● **Aim of the task**: Put this sentence from the Jericho Selector announcement into Spanish: "Other libraries rewrite the entire document."

● **Text provided**:

CSS3

I’m pleased to announce the first stable release of Jericho Selector.

Jericho Selector is an extension to the known library Jericho HTML Parser that allows you to select elements from an HTML document just like you do with jQuery, using CSS selectors.

Why Jericho? Different from jsoup, it allows you to modify the document keeping the original formatting. Other libraries rewrite the entire document. Anyway, I like to have a choice! 😉

Jericho Selector is completely free. It uses MIT license.

How to use

Jericho Selector is available at Maven Central Repository, so you just need to add the following dependency to your project:

<dependency>
    <groupId>br.com.starcode.jerichoselector</groupId>
    <artifactId>jericho-selector</artifactId>
    <version>1.0.1-RELEASE</version>
</dependency>

Import the static method $ that is the entry point for Jericho Selector:

import static br.com.starcode.jerichoselector.jerQuery.$;

Then you can query HTML elements just like jQuery:

$(html, "p.my-text")

What has been done

Before implementing Jericho Selector, I had to implement a full CSS parser. In order to do that, I created another library called parCCSer. It was based on the official W3C CSS3 specification and covers almot all of the specification, except some details that are valid only in the context of a browser and also something related to UTF-8 support that I considered not entirely necessary. It’s also under MIT license.

Jericho Selector then uses the object tree generated by parCCser, as the Jericho HTML Parser API, to query the HTML document elements given a CSS selector.

● **Supplied data**:
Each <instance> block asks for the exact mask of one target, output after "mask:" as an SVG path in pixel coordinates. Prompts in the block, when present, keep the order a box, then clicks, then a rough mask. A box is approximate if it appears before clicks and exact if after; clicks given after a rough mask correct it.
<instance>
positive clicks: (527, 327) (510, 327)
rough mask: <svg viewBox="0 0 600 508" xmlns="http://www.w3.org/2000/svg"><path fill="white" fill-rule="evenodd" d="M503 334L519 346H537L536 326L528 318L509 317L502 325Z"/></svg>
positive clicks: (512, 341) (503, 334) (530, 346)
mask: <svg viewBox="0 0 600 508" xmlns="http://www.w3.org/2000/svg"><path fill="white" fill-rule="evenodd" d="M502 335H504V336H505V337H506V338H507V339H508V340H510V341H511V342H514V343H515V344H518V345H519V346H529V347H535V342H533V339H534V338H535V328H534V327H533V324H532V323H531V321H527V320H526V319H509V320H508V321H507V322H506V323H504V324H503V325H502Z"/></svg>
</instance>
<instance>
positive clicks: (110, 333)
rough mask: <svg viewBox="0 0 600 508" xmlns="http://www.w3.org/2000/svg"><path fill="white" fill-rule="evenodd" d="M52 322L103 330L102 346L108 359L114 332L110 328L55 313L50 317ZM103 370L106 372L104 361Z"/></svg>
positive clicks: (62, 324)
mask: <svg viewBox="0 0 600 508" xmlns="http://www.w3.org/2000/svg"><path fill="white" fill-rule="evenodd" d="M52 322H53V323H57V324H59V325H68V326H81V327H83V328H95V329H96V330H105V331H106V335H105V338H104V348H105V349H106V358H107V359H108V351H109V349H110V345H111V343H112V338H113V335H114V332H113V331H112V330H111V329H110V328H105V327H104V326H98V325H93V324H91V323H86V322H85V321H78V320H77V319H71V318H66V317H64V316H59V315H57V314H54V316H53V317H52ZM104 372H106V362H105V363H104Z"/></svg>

● **Task answer**: Otras bibliotecas reescriben todo el documento.